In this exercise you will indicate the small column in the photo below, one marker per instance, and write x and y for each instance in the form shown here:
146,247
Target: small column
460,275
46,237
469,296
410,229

--------------------------------

-- Problem description --
Can you turn the lines above into a numbered list, dropping any blank lines?

-- Answer to the exercise --
1. In this exercise you will indicate the small column in the photo below, one marker per instance, and write x and y for each instance in the form shown here:
2. 146,247
3. Target: small column
4. 460,275
5. 46,237
6. 469,296
7. 410,229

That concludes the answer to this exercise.